Top of Supplied records

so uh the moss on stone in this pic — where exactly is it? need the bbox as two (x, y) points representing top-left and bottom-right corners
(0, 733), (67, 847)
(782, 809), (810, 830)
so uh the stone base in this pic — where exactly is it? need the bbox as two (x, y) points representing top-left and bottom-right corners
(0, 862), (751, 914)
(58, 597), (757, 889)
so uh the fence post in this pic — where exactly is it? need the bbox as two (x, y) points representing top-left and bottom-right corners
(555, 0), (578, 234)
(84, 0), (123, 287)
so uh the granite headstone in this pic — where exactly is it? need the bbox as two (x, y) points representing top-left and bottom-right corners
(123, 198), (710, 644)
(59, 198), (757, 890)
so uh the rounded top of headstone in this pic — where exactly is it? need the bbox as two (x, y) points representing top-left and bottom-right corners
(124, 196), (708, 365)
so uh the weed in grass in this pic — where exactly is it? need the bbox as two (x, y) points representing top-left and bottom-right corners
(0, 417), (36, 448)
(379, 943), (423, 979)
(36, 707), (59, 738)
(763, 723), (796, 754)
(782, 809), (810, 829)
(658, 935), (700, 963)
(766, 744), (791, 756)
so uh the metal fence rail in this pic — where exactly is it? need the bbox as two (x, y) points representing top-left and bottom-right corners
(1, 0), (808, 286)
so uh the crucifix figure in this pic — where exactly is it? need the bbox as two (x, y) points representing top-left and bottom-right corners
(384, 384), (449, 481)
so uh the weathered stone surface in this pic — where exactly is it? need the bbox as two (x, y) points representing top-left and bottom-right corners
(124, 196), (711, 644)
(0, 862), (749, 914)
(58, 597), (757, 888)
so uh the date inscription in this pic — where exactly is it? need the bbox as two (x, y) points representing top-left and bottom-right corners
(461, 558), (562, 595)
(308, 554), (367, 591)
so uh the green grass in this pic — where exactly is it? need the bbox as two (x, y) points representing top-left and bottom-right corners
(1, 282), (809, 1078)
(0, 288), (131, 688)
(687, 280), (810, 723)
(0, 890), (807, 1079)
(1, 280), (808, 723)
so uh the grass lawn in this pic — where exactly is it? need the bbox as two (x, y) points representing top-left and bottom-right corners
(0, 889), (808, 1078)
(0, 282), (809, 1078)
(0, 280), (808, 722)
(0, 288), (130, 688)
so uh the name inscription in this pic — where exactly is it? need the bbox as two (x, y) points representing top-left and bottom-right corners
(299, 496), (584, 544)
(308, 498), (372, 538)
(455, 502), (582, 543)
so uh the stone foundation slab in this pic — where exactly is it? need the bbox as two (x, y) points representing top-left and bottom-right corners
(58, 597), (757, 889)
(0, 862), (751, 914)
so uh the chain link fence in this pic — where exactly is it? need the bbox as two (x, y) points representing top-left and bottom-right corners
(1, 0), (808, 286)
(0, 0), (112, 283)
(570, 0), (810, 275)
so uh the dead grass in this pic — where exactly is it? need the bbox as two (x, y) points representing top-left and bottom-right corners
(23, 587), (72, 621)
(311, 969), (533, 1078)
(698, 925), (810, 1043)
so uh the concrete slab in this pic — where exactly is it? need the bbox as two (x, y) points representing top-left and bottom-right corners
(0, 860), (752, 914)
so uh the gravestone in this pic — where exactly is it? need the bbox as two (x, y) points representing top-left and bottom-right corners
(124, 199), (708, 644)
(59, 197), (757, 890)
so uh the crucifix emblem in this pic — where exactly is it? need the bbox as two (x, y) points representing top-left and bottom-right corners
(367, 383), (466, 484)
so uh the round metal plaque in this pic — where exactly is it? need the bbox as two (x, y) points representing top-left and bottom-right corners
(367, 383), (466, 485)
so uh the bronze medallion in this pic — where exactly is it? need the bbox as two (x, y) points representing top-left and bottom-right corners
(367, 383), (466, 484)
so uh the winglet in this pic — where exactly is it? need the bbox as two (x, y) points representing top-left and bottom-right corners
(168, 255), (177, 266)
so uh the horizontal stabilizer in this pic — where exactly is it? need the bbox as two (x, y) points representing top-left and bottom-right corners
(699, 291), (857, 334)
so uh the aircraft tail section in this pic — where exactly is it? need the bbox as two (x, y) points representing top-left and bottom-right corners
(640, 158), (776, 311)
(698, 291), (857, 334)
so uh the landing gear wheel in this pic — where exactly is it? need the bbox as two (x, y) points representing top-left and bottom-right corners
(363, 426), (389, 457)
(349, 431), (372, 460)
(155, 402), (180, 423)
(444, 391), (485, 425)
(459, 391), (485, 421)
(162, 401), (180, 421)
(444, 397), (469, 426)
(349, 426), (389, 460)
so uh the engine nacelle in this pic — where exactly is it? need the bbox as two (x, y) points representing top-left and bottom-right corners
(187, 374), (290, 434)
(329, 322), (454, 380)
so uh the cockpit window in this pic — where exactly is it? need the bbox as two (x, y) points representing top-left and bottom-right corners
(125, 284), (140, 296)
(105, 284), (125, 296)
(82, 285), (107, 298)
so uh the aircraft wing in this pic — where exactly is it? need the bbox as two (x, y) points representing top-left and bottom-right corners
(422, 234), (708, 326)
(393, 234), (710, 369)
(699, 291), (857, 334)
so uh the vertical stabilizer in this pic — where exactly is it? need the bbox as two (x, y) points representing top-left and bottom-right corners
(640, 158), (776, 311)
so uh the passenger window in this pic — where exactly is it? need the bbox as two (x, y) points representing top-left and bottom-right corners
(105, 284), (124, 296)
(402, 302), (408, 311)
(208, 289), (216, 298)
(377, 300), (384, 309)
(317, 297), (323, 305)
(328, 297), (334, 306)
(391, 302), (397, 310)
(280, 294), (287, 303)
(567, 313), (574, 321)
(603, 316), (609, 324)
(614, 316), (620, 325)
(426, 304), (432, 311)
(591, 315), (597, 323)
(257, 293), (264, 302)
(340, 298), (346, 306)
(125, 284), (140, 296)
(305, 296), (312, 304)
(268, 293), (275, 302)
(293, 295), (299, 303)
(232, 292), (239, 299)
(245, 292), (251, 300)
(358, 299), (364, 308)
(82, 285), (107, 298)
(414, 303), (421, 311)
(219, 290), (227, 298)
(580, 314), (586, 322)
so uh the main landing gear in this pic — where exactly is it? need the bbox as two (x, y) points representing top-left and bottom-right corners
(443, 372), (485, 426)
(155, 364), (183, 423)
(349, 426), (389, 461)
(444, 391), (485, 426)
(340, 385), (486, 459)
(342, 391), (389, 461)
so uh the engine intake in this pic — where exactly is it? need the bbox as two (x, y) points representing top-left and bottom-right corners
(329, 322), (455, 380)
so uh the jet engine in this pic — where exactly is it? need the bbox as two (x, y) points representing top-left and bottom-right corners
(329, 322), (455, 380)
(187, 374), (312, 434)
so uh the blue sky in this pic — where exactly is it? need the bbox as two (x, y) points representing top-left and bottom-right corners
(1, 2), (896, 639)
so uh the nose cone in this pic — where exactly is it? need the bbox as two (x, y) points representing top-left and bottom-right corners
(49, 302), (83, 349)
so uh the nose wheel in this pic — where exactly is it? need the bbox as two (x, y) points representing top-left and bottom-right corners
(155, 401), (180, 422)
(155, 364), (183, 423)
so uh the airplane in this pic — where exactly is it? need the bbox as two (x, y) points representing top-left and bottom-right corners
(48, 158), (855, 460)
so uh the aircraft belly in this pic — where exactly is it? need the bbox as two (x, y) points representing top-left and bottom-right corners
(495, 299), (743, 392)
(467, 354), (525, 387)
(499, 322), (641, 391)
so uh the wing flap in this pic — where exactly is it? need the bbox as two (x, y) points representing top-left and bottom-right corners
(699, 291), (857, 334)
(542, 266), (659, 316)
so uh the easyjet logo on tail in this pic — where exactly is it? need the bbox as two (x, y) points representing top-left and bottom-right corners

Bottom of Supplied records

**Work task**. Please quote the records above exactly, without skipping a line.

**Exercise response**.
so uh the moss on stone in this pic — where exactly is it? need the bbox as two (x, y) points representing top-left and bottom-right corners
(0, 733), (67, 847)
(782, 809), (810, 830)
so uh the stone base in this pic — where exactly is it? need the bbox as two (x, y) points representing top-left and bottom-right corners
(0, 862), (751, 914)
(58, 597), (757, 889)
so uh the fence post in this pic — where exactly is it? need the bbox as two (x, y) points representing top-left and bottom-right corners
(555, 0), (578, 234)
(84, 0), (123, 287)
so uh the granite headstone in this pic — where exactly is it? need the bbox as two (x, y) points representing top-left and bottom-right corners
(123, 198), (710, 644)
(59, 198), (757, 890)
so uh the rounded top of headstone in this pic — where exactly is it? need the bbox as two (x, y) points representing top-left and bottom-right corners
(124, 196), (708, 365)
so uh the weed in grass in this pic — where exactly is it? need the bbox as two (x, y) points representing top-left and bottom-right corners
(0, 417), (36, 448)
(379, 943), (423, 979)
(36, 707), (59, 738)
(763, 723), (796, 754)
(782, 809), (810, 829)
(658, 935), (700, 963)
(766, 744), (791, 756)
so uh the metal fence rail in this pic — where exactly is it? need the bbox as two (x, y) points representing top-left and bottom-right corners
(1, 0), (808, 286)
so uh the crucifix figure in this pic — where exactly is it? need the bbox as two (x, y) points representing top-left and bottom-right corners
(384, 384), (449, 481)
so uh the weathered stone surface in this pic — where exactly is it? need the bbox as two (x, y) points representing top-left and bottom-right corners
(124, 196), (711, 644)
(0, 862), (749, 914)
(58, 597), (757, 888)
so uh the date inscription in this pic — where exactly is it? need the bbox as two (x, y) points representing top-left and bottom-right corners
(461, 558), (562, 595)
(308, 554), (367, 591)
so uh the green grass in this pic — where exactly is it? need the bbox as two (x, y) points representing top-left and bottom-right corners
(1, 282), (809, 1078)
(0, 288), (131, 688)
(687, 280), (810, 723)
(0, 890), (807, 1079)
(1, 280), (808, 723)
so uh the grass lawn in this pic — where exactly is it? need the bbox as two (x, y) points representing top-left and bottom-right corners
(0, 889), (808, 1078)
(0, 282), (809, 1078)
(0, 280), (808, 722)
(0, 288), (130, 688)
so uh the name inscription in this pic — where exactly is it? need the bbox as two (x, y) points representing top-left and bottom-right corners
(299, 496), (584, 544)
(308, 498), (372, 538)
(455, 502), (582, 543)
so uh the stone foundation slab in this pic — where exactly is it? need the bbox as two (x, y) points representing top-left and bottom-right corners
(58, 597), (757, 889)
(0, 862), (751, 914)
so uh the chain link fence in this pic — where exactly is it? need the bbox as two (x, y) points representing top-left and bottom-right corners
(1, 0), (808, 286)
(0, 0), (112, 283)
(570, 0), (810, 275)
so uh the dead grass in this pic — where exactly is it? need the bbox as two (x, y) points representing top-left and bottom-right corners
(23, 587), (72, 621)
(311, 969), (533, 1078)
(698, 925), (810, 1043)
so uh the concrete slab in this pic — where exactly is it? need the bbox as two (x, y) points representing top-left and bottom-right corners
(0, 860), (752, 914)
so uh the gravestone in this pic — where exactly is it? need the bbox as two (x, y) points representing top-left and bottom-right corners
(124, 199), (708, 644)
(59, 197), (757, 890)
so uh the crucifix emblem in this pic — where exactly is it? need the bbox as two (x, y) points representing top-left and bottom-right corners
(367, 383), (466, 484)
so uh the round metal plaque in this pic — where exactly is it? need the bbox as two (x, y) points representing top-left and bottom-right corners
(367, 383), (466, 485)
so uh the bronze medallion in this pic — where exactly is it? need the bbox as two (x, y) points representing top-left and bottom-right corners
(367, 383), (466, 484)
so uh the winglet in this pic — where exactly is it? need the bbox as two (x, y) points representing top-left and bottom-right corners
(168, 255), (177, 266)
so uh the horizontal stabilizer in this pic — where exactly is it? need the bbox as two (x, y) points representing top-left and bottom-right corners
(699, 291), (857, 334)
so uh the aircraft tail section in this pic — where exactly is it? need the bbox as two (x, y) points representing top-left and bottom-right corners
(640, 158), (776, 311)
(698, 291), (857, 334)
so uh the landing gear wheel in this pic — where exactly is it? need the bbox as two (x, y) points representing top-left and bottom-right corners
(363, 426), (389, 457)
(349, 431), (372, 460)
(155, 402), (180, 423)
(444, 391), (485, 425)
(459, 391), (485, 421)
(162, 401), (180, 421)
(444, 397), (469, 426)
(349, 426), (389, 460)
so uh the engine nacelle in this pic — where exactly is it? need the bbox as two (x, y) points representing top-left and bottom-right corners
(187, 374), (290, 434)
(329, 322), (454, 380)
so uh the cockpit window in this pic — where exactly is it? need the bbox as two (x, y) points representing top-left and bottom-right corners
(125, 284), (140, 296)
(105, 284), (125, 296)
(82, 285), (107, 298)
so uh the aircraft wing in this pic — where exactly is it? need the bbox as two (x, y) points representing top-left and bottom-right corners
(422, 234), (708, 326)
(393, 234), (710, 369)
(699, 291), (857, 334)
so uh the vertical stabilizer in this pic — where exactly is it? need the bbox as two (x, y) points representing top-left and bottom-right corners
(640, 158), (776, 311)
so uh the passenger window in this pic — where exactly is it? need the bbox as two (x, y) points representing top-left and bottom-right corners
(105, 284), (124, 296)
(402, 302), (408, 311)
(208, 289), (216, 298)
(377, 300), (384, 309)
(317, 297), (323, 305)
(328, 297), (334, 306)
(391, 302), (397, 310)
(280, 294), (287, 303)
(567, 313), (574, 321)
(603, 316), (609, 324)
(614, 316), (620, 325)
(426, 304), (432, 311)
(591, 315), (597, 323)
(257, 293), (264, 302)
(340, 298), (346, 306)
(125, 284), (140, 296)
(305, 296), (312, 304)
(268, 293), (275, 302)
(293, 295), (299, 303)
(232, 292), (239, 299)
(245, 292), (251, 300)
(358, 299), (364, 308)
(82, 285), (107, 298)
(414, 303), (421, 311)
(219, 290), (227, 298)
(580, 314), (586, 322)
so uh the main landing gear in this pic — where exactly is it? need the bbox as two (x, y) points representing top-left and bottom-right corners
(443, 372), (485, 426)
(155, 364), (183, 423)
(349, 426), (389, 461)
(444, 391), (485, 426)
(340, 385), (486, 459)
(342, 391), (389, 461)
so uh the engine intake in this pic — where exactly is it? need the bbox as two (x, y) points representing top-left and bottom-right corners
(329, 322), (455, 380)
so uh the jet engine in this pic — where exactly is it? need the bbox as two (x, y) points representing top-left and bottom-right corners
(329, 322), (455, 380)
(187, 374), (312, 434)
so uh the blue sky in this pic — where exactly is it? need the bbox as two (x, y) points representing top-left and bottom-right corners
(1, 2), (896, 639)
so uh the nose cone in this pic — where exactly is it? need the bbox as two (x, y) points representing top-left and bottom-right corners
(49, 302), (83, 349)
so uh the nose wheel in this pic — where exactly is it? need the bbox as two (x, y) points representing top-left and bottom-right corners
(155, 401), (180, 422)
(155, 364), (183, 423)
so uh the airplane in this pic — where exactly is it? need the bbox as two (x, y) points representing top-left and bottom-right corners
(48, 158), (855, 460)
so uh the aircraft belly in this pic — where exactly is it? need the bbox as two (x, y) points representing top-left and bottom-right corners
(495, 299), (743, 392)
(467, 354), (525, 387)
(499, 322), (641, 391)
so uh the wing flap in this pic — where exactly is it? need the bbox as two (x, y) points representing top-left and bottom-right corners
(699, 291), (857, 334)
(542, 266), (659, 316)
so uh the easyjet logo on tail in this pic — where exactly is it? need the bbox as two (x, y) points representing top-left and bottom-right corners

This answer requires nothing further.